> _Exercise goal_
Omit the pictures from the entries below and retype everything else exactly.

> _Record extracts_
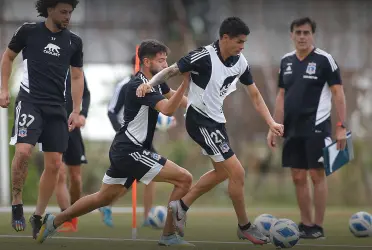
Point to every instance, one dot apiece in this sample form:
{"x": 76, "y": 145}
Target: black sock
{"x": 17, "y": 211}
{"x": 38, "y": 217}
{"x": 183, "y": 205}
{"x": 245, "y": 227}
{"x": 17, "y": 207}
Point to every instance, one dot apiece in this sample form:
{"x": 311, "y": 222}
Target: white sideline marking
{"x": 191, "y": 241}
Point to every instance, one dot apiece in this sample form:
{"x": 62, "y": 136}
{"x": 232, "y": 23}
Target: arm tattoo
{"x": 164, "y": 75}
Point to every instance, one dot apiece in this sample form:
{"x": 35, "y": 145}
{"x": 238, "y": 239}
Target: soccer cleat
{"x": 36, "y": 223}
{"x": 317, "y": 232}
{"x": 146, "y": 223}
{"x": 66, "y": 227}
{"x": 311, "y": 232}
{"x": 74, "y": 222}
{"x": 47, "y": 229}
{"x": 179, "y": 216}
{"x": 173, "y": 240}
{"x": 18, "y": 219}
{"x": 253, "y": 235}
{"x": 107, "y": 216}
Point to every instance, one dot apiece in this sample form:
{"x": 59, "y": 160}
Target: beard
{"x": 154, "y": 72}
{"x": 59, "y": 26}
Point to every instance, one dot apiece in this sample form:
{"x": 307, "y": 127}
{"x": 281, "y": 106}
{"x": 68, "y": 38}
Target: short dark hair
{"x": 302, "y": 21}
{"x": 149, "y": 48}
{"x": 43, "y": 5}
{"x": 233, "y": 27}
{"x": 133, "y": 60}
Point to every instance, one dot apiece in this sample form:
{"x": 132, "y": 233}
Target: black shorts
{"x": 304, "y": 152}
{"x": 75, "y": 153}
{"x": 129, "y": 163}
{"x": 46, "y": 124}
{"x": 209, "y": 134}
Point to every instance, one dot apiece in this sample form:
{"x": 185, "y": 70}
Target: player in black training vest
{"x": 309, "y": 79}
{"x": 73, "y": 158}
{"x": 215, "y": 70}
{"x": 49, "y": 52}
{"x": 130, "y": 154}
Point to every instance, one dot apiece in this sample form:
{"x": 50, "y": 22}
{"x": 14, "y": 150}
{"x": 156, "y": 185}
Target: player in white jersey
{"x": 215, "y": 70}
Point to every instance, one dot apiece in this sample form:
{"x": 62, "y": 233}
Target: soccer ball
{"x": 264, "y": 223}
{"x": 157, "y": 216}
{"x": 360, "y": 224}
{"x": 284, "y": 233}
{"x": 164, "y": 122}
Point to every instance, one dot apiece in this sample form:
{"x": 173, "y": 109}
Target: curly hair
{"x": 43, "y": 5}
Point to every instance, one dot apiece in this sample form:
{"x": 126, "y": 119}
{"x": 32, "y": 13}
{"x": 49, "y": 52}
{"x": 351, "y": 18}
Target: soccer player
{"x": 215, "y": 70}
{"x": 73, "y": 158}
{"x": 49, "y": 51}
{"x": 308, "y": 80}
{"x": 130, "y": 153}
{"x": 115, "y": 114}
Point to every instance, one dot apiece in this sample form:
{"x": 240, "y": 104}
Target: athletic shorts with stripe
{"x": 129, "y": 163}
{"x": 75, "y": 153}
{"x": 304, "y": 152}
{"x": 46, "y": 124}
{"x": 209, "y": 134}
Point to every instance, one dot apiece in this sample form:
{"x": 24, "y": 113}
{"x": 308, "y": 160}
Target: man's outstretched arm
{"x": 159, "y": 78}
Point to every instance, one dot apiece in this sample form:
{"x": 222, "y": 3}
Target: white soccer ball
{"x": 360, "y": 224}
{"x": 157, "y": 216}
{"x": 164, "y": 122}
{"x": 264, "y": 223}
{"x": 284, "y": 233}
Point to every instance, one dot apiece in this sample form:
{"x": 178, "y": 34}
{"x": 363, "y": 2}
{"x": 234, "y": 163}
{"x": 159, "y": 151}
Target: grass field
{"x": 207, "y": 230}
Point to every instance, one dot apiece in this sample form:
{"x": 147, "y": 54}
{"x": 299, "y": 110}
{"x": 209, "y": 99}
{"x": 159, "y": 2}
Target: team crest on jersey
{"x": 224, "y": 147}
{"x": 22, "y": 132}
{"x": 311, "y": 68}
{"x": 156, "y": 156}
{"x": 52, "y": 49}
{"x": 226, "y": 84}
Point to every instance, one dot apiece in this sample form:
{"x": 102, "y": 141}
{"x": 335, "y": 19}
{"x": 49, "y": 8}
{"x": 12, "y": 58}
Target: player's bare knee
{"x": 107, "y": 195}
{"x": 238, "y": 176}
{"x": 317, "y": 176}
{"x": 54, "y": 163}
{"x": 299, "y": 177}
{"x": 62, "y": 177}
{"x": 23, "y": 153}
{"x": 186, "y": 180}
{"x": 75, "y": 178}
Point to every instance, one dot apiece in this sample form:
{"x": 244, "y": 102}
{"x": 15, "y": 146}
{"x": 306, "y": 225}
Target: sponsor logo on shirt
{"x": 52, "y": 49}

> _Problem solution_
Point to every instance, one dot apiece in this sample form:
{"x": 76, "y": 145}
Target: black sock
{"x": 17, "y": 211}
{"x": 38, "y": 217}
{"x": 183, "y": 205}
{"x": 245, "y": 227}
{"x": 17, "y": 207}
Point to every instance, one dot apiece in this sample form:
{"x": 311, "y": 222}
Target: white sideline marking
{"x": 191, "y": 241}
Point to every instance, one dot apiece in this sample form:
{"x": 62, "y": 136}
{"x": 232, "y": 23}
Target: arm tattoo
{"x": 164, "y": 75}
Point to every instance, one dot apiece in this sample form:
{"x": 35, "y": 145}
{"x": 238, "y": 239}
Target: soccer cleat
{"x": 36, "y": 223}
{"x": 317, "y": 232}
{"x": 146, "y": 223}
{"x": 66, "y": 227}
{"x": 311, "y": 232}
{"x": 74, "y": 222}
{"x": 47, "y": 229}
{"x": 179, "y": 216}
{"x": 173, "y": 240}
{"x": 18, "y": 219}
{"x": 253, "y": 235}
{"x": 107, "y": 216}
Point to every instance, one dot apiece in this sample form:
{"x": 59, "y": 160}
Target: beard
{"x": 154, "y": 72}
{"x": 59, "y": 26}
Point to every instance, one dot apiece in this sample form:
{"x": 307, "y": 127}
{"x": 281, "y": 106}
{"x": 68, "y": 38}
Target: short dark hair
{"x": 302, "y": 21}
{"x": 149, "y": 48}
{"x": 43, "y": 5}
{"x": 233, "y": 27}
{"x": 133, "y": 60}
Point to every instance, one dot apiece in this sample form:
{"x": 132, "y": 233}
Target: black shorts
{"x": 304, "y": 152}
{"x": 75, "y": 153}
{"x": 129, "y": 163}
{"x": 46, "y": 124}
{"x": 209, "y": 134}
Point to every instance, one dot apiece in this sample form:
{"x": 185, "y": 70}
Target: player in black training vest
{"x": 309, "y": 79}
{"x": 73, "y": 158}
{"x": 215, "y": 70}
{"x": 49, "y": 52}
{"x": 130, "y": 154}
Point to every instance, one dot apiece in this sample form:
{"x": 50, "y": 22}
{"x": 14, "y": 150}
{"x": 156, "y": 185}
Target: player in white jersey
{"x": 215, "y": 70}
Point to every instance, one dot apiece in this sample form:
{"x": 62, "y": 233}
Target: soccer ball
{"x": 264, "y": 223}
{"x": 157, "y": 216}
{"x": 360, "y": 224}
{"x": 284, "y": 233}
{"x": 164, "y": 122}
Point to every instance, one dot apiece in this sample form:
{"x": 173, "y": 109}
Target: curly hair
{"x": 43, "y": 5}
Point to every instance, one dot apiece in this sample form:
{"x": 126, "y": 119}
{"x": 32, "y": 13}
{"x": 49, "y": 52}
{"x": 351, "y": 18}
Target: soccer player
{"x": 215, "y": 70}
{"x": 73, "y": 158}
{"x": 49, "y": 51}
{"x": 308, "y": 80}
{"x": 130, "y": 153}
{"x": 115, "y": 114}
Point to every instance, one dot apiece in this sample form:
{"x": 240, "y": 104}
Target: athletic shorts with stripe
{"x": 129, "y": 163}
{"x": 75, "y": 153}
{"x": 304, "y": 152}
{"x": 46, "y": 124}
{"x": 209, "y": 134}
Point to every instance, one dot apiece in this sample form:
{"x": 24, "y": 113}
{"x": 308, "y": 160}
Target: man's outstretched arm
{"x": 159, "y": 78}
Point to every instance, one dot apiece in this sample form:
{"x": 222, "y": 3}
Target: white soccer ball
{"x": 360, "y": 224}
{"x": 157, "y": 216}
{"x": 164, "y": 122}
{"x": 264, "y": 223}
{"x": 284, "y": 233}
Point to every instance, one dot apiece in this sample form:
{"x": 178, "y": 34}
{"x": 363, "y": 2}
{"x": 234, "y": 163}
{"x": 159, "y": 151}
Target: grass field
{"x": 207, "y": 230}
Point to every instance, one dot apiece in this sample form:
{"x": 147, "y": 54}
{"x": 299, "y": 110}
{"x": 209, "y": 99}
{"x": 159, "y": 2}
Target: team crest on jersey
{"x": 224, "y": 147}
{"x": 22, "y": 132}
{"x": 311, "y": 68}
{"x": 156, "y": 156}
{"x": 52, "y": 49}
{"x": 226, "y": 84}
Point to every instance, one dot apiece in this sample form:
{"x": 102, "y": 141}
{"x": 335, "y": 19}
{"x": 49, "y": 8}
{"x": 12, "y": 58}
Target: player's bare knee
{"x": 107, "y": 195}
{"x": 238, "y": 176}
{"x": 317, "y": 176}
{"x": 54, "y": 163}
{"x": 299, "y": 177}
{"x": 62, "y": 177}
{"x": 23, "y": 153}
{"x": 186, "y": 180}
{"x": 75, "y": 178}
Point to every instance, one dot apiece in this sample form:
{"x": 244, "y": 102}
{"x": 15, "y": 146}
{"x": 306, "y": 225}
Target: sponsor logo on shirt
{"x": 52, "y": 49}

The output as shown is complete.